Stored dataset items:
▶
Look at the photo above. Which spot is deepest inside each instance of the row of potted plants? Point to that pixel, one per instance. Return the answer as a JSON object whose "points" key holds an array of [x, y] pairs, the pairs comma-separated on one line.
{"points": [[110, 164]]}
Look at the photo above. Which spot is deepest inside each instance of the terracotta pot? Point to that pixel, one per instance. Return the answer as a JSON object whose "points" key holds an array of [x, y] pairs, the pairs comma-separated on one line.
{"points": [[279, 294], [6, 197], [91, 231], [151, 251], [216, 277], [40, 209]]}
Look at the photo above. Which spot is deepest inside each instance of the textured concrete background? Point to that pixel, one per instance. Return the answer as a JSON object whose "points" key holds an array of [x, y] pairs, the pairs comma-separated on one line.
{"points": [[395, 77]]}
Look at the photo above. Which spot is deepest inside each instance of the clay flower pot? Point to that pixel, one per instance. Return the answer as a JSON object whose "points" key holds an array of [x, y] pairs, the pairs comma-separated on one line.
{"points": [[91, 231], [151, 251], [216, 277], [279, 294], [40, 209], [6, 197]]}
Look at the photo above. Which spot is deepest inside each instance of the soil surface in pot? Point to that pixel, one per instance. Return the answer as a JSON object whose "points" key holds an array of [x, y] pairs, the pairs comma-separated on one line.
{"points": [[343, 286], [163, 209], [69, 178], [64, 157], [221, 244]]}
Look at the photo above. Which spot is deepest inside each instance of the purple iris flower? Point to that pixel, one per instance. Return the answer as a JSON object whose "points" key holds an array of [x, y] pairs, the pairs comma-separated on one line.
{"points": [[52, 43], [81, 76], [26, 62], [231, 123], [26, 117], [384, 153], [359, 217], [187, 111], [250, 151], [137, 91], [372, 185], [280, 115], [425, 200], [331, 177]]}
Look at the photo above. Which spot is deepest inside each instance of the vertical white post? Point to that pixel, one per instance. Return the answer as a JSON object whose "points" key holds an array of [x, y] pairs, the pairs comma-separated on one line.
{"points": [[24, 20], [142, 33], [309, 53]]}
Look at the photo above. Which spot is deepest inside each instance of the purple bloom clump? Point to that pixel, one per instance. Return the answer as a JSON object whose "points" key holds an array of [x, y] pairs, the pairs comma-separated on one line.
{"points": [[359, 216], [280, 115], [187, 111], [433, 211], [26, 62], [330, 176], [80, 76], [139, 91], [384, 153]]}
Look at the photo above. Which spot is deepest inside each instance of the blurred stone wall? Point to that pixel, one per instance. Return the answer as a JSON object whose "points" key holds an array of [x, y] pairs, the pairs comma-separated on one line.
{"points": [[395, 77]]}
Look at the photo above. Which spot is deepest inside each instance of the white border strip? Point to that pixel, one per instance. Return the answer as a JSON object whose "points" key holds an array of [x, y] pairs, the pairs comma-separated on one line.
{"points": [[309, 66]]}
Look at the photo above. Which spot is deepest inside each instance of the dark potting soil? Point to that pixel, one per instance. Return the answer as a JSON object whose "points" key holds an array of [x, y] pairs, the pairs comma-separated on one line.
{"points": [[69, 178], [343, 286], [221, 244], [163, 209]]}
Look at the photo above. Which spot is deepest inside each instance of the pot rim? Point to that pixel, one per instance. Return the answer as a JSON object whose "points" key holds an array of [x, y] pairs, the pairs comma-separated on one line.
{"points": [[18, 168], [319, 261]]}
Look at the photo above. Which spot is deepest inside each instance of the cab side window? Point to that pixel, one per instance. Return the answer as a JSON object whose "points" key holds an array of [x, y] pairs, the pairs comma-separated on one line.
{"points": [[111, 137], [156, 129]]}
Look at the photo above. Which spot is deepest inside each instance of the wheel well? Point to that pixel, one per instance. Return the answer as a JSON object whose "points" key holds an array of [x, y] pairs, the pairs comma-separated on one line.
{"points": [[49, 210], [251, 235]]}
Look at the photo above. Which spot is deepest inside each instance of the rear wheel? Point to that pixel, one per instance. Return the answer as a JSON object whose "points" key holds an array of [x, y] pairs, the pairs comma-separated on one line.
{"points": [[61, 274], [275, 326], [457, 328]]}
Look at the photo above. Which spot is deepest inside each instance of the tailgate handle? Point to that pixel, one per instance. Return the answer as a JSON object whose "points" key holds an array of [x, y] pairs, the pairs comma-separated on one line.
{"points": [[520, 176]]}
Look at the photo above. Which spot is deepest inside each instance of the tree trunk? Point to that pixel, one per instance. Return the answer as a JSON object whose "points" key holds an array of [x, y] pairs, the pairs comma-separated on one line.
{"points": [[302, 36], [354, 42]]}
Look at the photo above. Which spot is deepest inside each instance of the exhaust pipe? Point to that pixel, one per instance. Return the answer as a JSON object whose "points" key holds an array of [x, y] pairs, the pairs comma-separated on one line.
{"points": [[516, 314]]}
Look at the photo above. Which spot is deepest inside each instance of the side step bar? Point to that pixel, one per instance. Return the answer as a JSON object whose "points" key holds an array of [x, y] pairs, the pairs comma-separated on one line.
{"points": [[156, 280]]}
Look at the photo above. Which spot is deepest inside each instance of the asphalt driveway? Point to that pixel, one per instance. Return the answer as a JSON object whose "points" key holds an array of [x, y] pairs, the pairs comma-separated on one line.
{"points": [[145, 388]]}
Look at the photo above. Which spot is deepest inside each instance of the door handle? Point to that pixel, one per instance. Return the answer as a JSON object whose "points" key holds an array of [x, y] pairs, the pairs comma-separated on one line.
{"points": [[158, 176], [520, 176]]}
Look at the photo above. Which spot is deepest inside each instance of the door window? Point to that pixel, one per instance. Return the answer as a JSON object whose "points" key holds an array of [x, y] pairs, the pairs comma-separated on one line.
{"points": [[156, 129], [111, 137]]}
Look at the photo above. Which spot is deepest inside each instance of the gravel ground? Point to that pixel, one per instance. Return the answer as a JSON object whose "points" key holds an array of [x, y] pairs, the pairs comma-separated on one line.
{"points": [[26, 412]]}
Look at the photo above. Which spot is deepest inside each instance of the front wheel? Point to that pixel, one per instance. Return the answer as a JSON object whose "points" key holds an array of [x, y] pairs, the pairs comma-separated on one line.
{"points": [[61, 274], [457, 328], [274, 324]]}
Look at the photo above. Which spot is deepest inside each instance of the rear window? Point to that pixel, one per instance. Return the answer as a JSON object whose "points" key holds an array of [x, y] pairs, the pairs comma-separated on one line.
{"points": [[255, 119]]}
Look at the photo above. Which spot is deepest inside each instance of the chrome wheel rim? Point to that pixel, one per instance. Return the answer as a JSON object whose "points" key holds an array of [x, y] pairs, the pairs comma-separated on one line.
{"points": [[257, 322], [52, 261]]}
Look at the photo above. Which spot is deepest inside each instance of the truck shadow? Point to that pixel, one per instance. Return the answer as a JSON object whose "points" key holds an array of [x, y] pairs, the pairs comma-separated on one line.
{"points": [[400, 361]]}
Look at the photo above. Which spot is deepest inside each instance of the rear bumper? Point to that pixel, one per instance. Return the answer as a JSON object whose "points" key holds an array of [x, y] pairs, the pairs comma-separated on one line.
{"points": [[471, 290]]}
◀
Exercise prompt:
Down to the last line, reproduce the entries above precisely.

Answer for the task:
Look at the photo above. Which spot is deepest inside each instance of the row of potted plants? Point to that pixel, one per instance. Return the answer as a JSON object whose "points" key holds an array of [x, y] pairs, the pairs comma-separated on one line.
{"points": [[110, 164]]}
Look at the photo above. Which spot is deepest inside each instance of the terracotta pot? Point to that pixel, one per instance. Return the answer as a JSON object whose "points" key holds an array of [x, y] pairs, the pairs comma-separated on one line.
{"points": [[279, 294], [6, 197], [91, 231], [151, 251], [216, 277], [40, 209]]}
Look at the photo above. Which spot is deepest inside each instance of the textured concrete background? Point to that pixel, one per instance. Return the answer as a JSON object whose "points" key holds an array of [x, y] pairs, the pairs comma-separated on one line.
{"points": [[395, 77]]}
Look at the photo above. Which spot is deepest inside each instance of the clay flower pot? Point to that pixel, one per instance. Return the answer as a JSON object whose "points" key holds an array of [x, y] pairs, the pairs comma-separated on one line.
{"points": [[91, 231], [151, 251], [216, 277], [279, 294], [40, 209], [6, 197]]}
Look at the photo above. Which spot is deepest inside each instance of the soil surface in pot? Point to that pixel, one per instance. Return the answer as a JSON object whose "points" key holds an array of [x, y] pairs, the pairs comma-separated on one line.
{"points": [[343, 286], [163, 209], [69, 178], [64, 157], [221, 244]]}
Look at the photo above. Which spot is deepest inside each instance of the purple iris flower? Point to that pixel, one per instance. Return the answer as a JSON object whose "points" key holds an array of [x, y] pairs, the pairs comma-separated on one line.
{"points": [[52, 43], [81, 76], [26, 62], [231, 123], [26, 117], [384, 153], [359, 217], [187, 111], [250, 151], [137, 91], [372, 185], [280, 115], [425, 200], [331, 177]]}
Look at the photo above. Which spot is deepest inside each instance of the vertical white post? Point to that pixel, one per instance. Return the answer as a JSON object whose "points" key holds an array of [x, y] pairs, the pairs comma-separated on one line.
{"points": [[24, 20], [142, 33], [309, 53]]}
Look at the photo above. Which spot is deepest inside each instance of the purple bloom clump? Point to that pixel, one per instance. Return the answer as a JSON object whose "points" key holds an array of [x, y] pairs, the pairs comma-separated on one line.
{"points": [[359, 216], [280, 115], [187, 111], [433, 211], [26, 62], [330, 176], [80, 76], [139, 91], [384, 153]]}
Look at the photo above. Which spot is deepest inside each instance of the blurred stone wall? Point to that pixel, one per instance. Return the answer as a JSON object whose "points" key holds an array of [x, y] pairs, the pairs comma-separated on one line.
{"points": [[395, 77]]}
Look at the photo above. Which spot is deepest inside each instance of the white border strip? Point to that pixel, one per instance. Return the answer as a JSON object whose "points" key holds an array of [x, y] pairs, the pairs comma-separated on one line.
{"points": [[309, 66]]}
Look at the photo above. Which spot is deepest inside each instance of the dark potting soil? Point to that pixel, one per instance. Return the answer as a JSON object whose "points" key holds an array of [x, y] pairs, the pairs comma-separated on one line.
{"points": [[69, 178], [343, 286], [221, 244], [163, 209]]}
Look at the photo above. Which spot is deepest inside each instance of the pot rim? Point to that pixel, one per instance. Return the answer as a JSON object whose "points" key holds an array of [x, y] pairs, the pairs comma-separated on one line.
{"points": [[18, 168], [319, 261]]}
Look at the photo above. Which spot is deepest inside each instance of the cab side window? Point to that pixel, one per instance. Return the answer as a JSON object whose "points" key holds an array of [x, y] pairs, the pairs comma-separated on one line.
{"points": [[111, 137], [156, 129]]}
Look at the photo above. Which spot is deepest inside each instance of the wheel well? Point to that pixel, one per instance. Return the answer as a JSON object whose "points" key holds an array of [x, y] pairs, the pairs comma-separated on one line.
{"points": [[49, 210], [251, 235]]}
Look at the photo above. Which spot is deepest inside each instance of the rear wheel? Point to that pixel, one per instance. Return the answer as a JSON object whose "points" key holds an array of [x, y] pairs, the pairs comma-separated on one line.
{"points": [[61, 274], [275, 326], [457, 328]]}
Look at the photo above. Which spot is deepest inside each instance of the tailgate handle? Point to that pixel, one per instance. Return the answer as a JSON object whose "points" key holds an array of [x, y] pairs, the pairs comma-separated on one line.
{"points": [[520, 176]]}
Look at the photo above. Which spot is deepest inside each instance of the tree trunk? Point to that pixel, one per instance. Return the answer as a JSON object whose "points" key holds an array of [x, y] pairs, the pairs comma-separated on one line.
{"points": [[302, 36], [354, 42]]}
Look at the photo above. Which spot is deepest inside each instance of the exhaust pipe? Point to that pixel, one per instance. Return the answer as a JSON object whose "points" key holds an array of [x, y] pairs, the pairs comma-separated on one line.
{"points": [[516, 314]]}
Look at the photo above. Which spot is deepest inside each instance of the side step bar? Point to that pixel, one per instance. Return the answer as a JSON object whose "points" key holds an array of [x, y] pairs, the pairs comma-separated on one line.
{"points": [[156, 280]]}
Look at the photo above. Which spot is deepest inside each instance of the asphalt driveway? Point to that pixel, one per instance. Return the answer as a JSON object whose "points" key holds an array of [x, y] pairs, the pairs comma-separated on one line.
{"points": [[145, 388]]}
Look at the photo above. Which spot is deepest inside each instance of the door handle? Point to that pixel, one per instance. Return the answer as a JSON object whose "points" key holds an array of [x, y] pairs, the pairs comma-separated on one line.
{"points": [[158, 176], [520, 176]]}
Look at the photo above. Which spot is deepest inside each instance of the door window? Point to that pixel, one per instance. Return the answer as a JSON object whose "points" key holds an array of [x, y] pairs, the pairs comma-separated on one line.
{"points": [[156, 129], [111, 137]]}
Look at the photo above. Which spot is deepest inside each instance of the gravel ground? Point to that pixel, one per instance. Return the answer as a JSON object whose "points" key holds an array of [x, y] pairs, the pairs comma-separated on one line.
{"points": [[26, 412]]}
Look at the photo above. Which spot is deepest inside each instance of the front wheel? Point to that pixel, one per instance. Return the answer as a JSON object whose "points" key holds an array of [x, y] pairs, the pairs comma-separated on one line.
{"points": [[61, 274], [457, 328], [274, 324]]}
Look at the photo above. Which spot is deepest inside each instance of the rear window? Point to that pixel, one per instance. Return the answer as a JSON object whose "points" key holds an array of [x, y] pairs, the pairs comma-separated on one line.
{"points": [[255, 119]]}
Look at the photo above. Which spot is deepest inside each instance of the chrome wheel rim? Point to that pixel, one per instance. Return the answer as a JSON object whose "points" key holds an array of [x, y] pairs, the pairs comma-separated on one line.
{"points": [[257, 322], [52, 261]]}
Look at the photo above. Which spot is deepest inside each instance of the truck shadow? Point to that pixel, one per instance. Return the answer as a JSON object whose "points" key holds an array of [x, y] pairs, the pairs comma-separated on one line.
{"points": [[400, 361]]}
Look at the photo above. Which spot is deepest inside each instance of the rear bumper? Point to that pixel, one per instance. Return the answer as a JSON object whose "points" key holds an array of [x, y] pairs, the pairs comma-separated on one line.
{"points": [[471, 290]]}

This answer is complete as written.